> **WORK ORDER 1**
In the methods section, condense the paragraph beginning "This cohort study was conducted" into a bulleted list that keeps its main facts.
> **WORK ORDER 2**
In the methods section, switch "controls" to "comparison participants" throughout the passage that begins at the words "Clinical documentation relating" and ends after "visit for controls.".
> **WORK ORDER 3**
Answer these questions using the methods section.
(a) How many community-dwelling adults took part in the ASPREE trial?
(b) What was the median follow-up period?
(c) What was baseline defined as for the controls?

### TEXT SHOWN ###

2. Materials and Methods

2.1. Study Population and Setting

This cohort study was conducted within the ASPirin in Reducing Events in the Elderly (ASPREE) trial with study design, participant characteristics and primary results published previously [22,23,24]. In brief, ASPREE was a randomized, placebo-controlled trial determining whether 100 mg/day aspirin extended disability-free survival over 5 years in 19,114 community-dwelling adults from Australia (aged ≥70 years) and the USA (aged ≥65 years). Individuals with diagnosed cardiovascular disease, dementia or physical disability (major difficulty with performing independently any one of six basic activities of daily living) were excluded, resulting in a relatively healthy, independently-living cohort at trial enrolment. The median follow-up period was 4.7 years. The study was approved by Ethics Committees in Australia and the USA and registered on Clinicaltrials.gov (NCT01038583). All participants provided written informed consent. The participants of the present study were drawn from the 16,703 trial participants from Australia. Australia has a universal healthcare system providing publicly funded access to joint replacement, with subsidized access also available through private health providers.

2.2. Identification of Participants with Hip Replacement and Age- and Sex-Matched Controls

Clinical documentation relating to hospitalizations for all knee and hip surgical procedures during the ASPREE trial was reviewed, and participants with any hip replacement procedure (most with the indication recorded as OA; any hip replacements secondary to fractures were excluded) were identified, with the first recorded in-trial hip replacement being used to confer hip replacement status. Participants with hip replacement were matched 1:1 by age (±1 year) at time of hip replacement and sex with controls (age at study entry) who did not have a joint replacement during the ASPREE trial, as shown in Figure 1. Baseline was defined as the preoperative study visit for participants with hip replacement and the ASPREE baseline study visit for controls.

### SUPPLIED ENTRIES ###

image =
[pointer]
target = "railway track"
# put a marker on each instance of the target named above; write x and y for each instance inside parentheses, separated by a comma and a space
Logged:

###

> **TASK RESPONSE 1**
- The cohort study was conducted within the ASPREE (ASPirin in Reducing Events in the Elderly) trial, whose design, participant characteristics and primary results were published previously.
- ASPREE was a randomized, placebo-controlled trial testing whether 100 mg/day aspirin extended disability-free survival over 5 years.
- It enrolled 19,114 community-dwelling adults from Australia (aged ≥70 years) and the USA (aged ≥65 years).
- People with diagnosed cardiovascular disease, dementia or physical disability were excluded, so the cohort was relatively healthy and independently living at enrolment.
- Median follow-up was 4.7 years.
- Ethics Committees in Australia and the USA approved the study. It was registered on Clinicaltrials.gov (NCT01038583), and all participants gave written informed consent.
- Participants in the present study were drawn from the 16,703 Australian trial participants.
- Australia's universal healthcare system provides publicly funded access to joint replacement, and subsidized access is also available through private providers.

> **TASK RESPONSE 2**
Clinical documentation relating to hospitalizations for all knee and hip surgical procedures during the ASPREE trial was reviewed, and participants with any hip replacement procedure (most with the indication recorded as OA; any hip replacements secondary to fractures were excluded) were identified, with the first recorded in-trial hip replacement being used to confer hip replacement status. Participants with hip replacement were matched 1:1 by age (±1 year) at time of hip replacement and sex with comparison participants (age at study entry) who did not have a joint replacement during the ASPREE trial, as shown in Figure 1. Baseline was defined as the preoperative study visit for participants with hip replacement and the ASPREE baseline study visit for comparison participants.

> **TASK RESPONSE 3**
(a) 19,114
(b) 4.7 years
(c) The ASPREE baseline study visit